Stored data entries
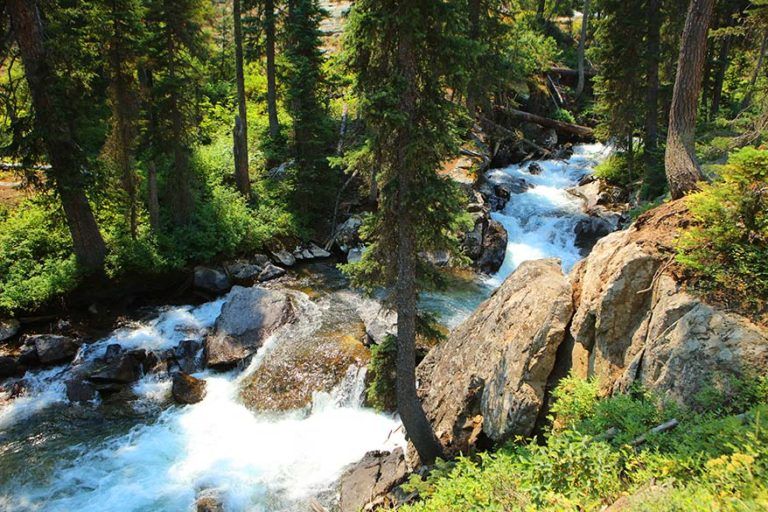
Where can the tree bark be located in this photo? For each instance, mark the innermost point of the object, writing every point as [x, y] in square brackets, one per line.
[154, 203]
[652, 91]
[269, 28]
[717, 86]
[242, 177]
[682, 168]
[408, 404]
[56, 130]
[582, 46]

■ TASK DIRECTIONS
Your copy should restate every record word for word and contain no pictures.

■ EXERCISE OUTPUT
Where can the tree bark be located in this photo? For each instance, mark the innermost point of the object, writing every point as [x, y] in square brackets, one per line.
[154, 203]
[652, 91]
[269, 28]
[717, 86]
[242, 177]
[682, 168]
[408, 404]
[56, 130]
[582, 46]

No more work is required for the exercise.